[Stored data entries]
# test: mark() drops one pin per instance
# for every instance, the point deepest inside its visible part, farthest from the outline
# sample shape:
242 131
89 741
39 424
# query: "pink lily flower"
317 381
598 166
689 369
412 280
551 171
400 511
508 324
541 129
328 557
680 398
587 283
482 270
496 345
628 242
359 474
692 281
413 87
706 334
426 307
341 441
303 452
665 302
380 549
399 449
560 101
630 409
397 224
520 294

## EXERCISE DETAILS
Which lines in the records above contain the word "instance"? Copy each one.

## TASK ANSWER
# test: mark() drops one pin per instance
# for every instance, the point deepest inside its visible part, farthest from the outline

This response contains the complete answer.